Point-per-instance localization data –
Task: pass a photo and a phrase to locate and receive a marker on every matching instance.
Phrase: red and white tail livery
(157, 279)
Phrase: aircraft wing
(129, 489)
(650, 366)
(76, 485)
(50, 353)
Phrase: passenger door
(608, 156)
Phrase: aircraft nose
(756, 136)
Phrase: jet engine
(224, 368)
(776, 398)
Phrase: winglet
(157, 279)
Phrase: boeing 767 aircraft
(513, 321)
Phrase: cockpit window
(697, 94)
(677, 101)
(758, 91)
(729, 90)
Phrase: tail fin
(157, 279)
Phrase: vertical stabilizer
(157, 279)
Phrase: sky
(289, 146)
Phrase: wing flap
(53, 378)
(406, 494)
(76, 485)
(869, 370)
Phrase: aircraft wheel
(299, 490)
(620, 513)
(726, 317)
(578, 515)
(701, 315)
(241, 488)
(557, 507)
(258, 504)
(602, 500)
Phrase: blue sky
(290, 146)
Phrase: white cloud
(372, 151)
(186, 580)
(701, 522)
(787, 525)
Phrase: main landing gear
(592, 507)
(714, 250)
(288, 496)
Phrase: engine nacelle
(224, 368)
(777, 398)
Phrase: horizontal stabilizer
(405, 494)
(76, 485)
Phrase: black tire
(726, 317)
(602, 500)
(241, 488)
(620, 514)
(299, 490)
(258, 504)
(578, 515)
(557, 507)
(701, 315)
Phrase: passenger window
...
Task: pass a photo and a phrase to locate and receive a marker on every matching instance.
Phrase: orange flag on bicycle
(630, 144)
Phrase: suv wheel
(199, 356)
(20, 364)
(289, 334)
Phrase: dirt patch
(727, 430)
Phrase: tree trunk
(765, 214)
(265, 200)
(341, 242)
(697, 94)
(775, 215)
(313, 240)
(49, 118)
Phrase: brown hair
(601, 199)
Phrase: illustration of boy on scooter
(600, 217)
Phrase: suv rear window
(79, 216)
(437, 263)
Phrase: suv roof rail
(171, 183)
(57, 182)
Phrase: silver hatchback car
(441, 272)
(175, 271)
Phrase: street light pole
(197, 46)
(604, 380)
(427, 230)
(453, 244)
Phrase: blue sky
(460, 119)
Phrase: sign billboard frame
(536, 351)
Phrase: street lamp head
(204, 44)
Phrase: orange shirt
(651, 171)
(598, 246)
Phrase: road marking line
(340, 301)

AIM OF THE TASK – Could you write out, exactly as they stand, only the lines above that begin at the line with "Phrase: horizontal stabilizer" and stop after the line with "Phrase: passenger window"?

FINISHED EXERCISE –
Phrase: horizontal stabilizer
(405, 494)
(76, 485)
Phrase: black tire
(726, 317)
(602, 500)
(241, 488)
(620, 514)
(299, 490)
(258, 504)
(578, 515)
(557, 507)
(701, 315)
Phrase: passenger window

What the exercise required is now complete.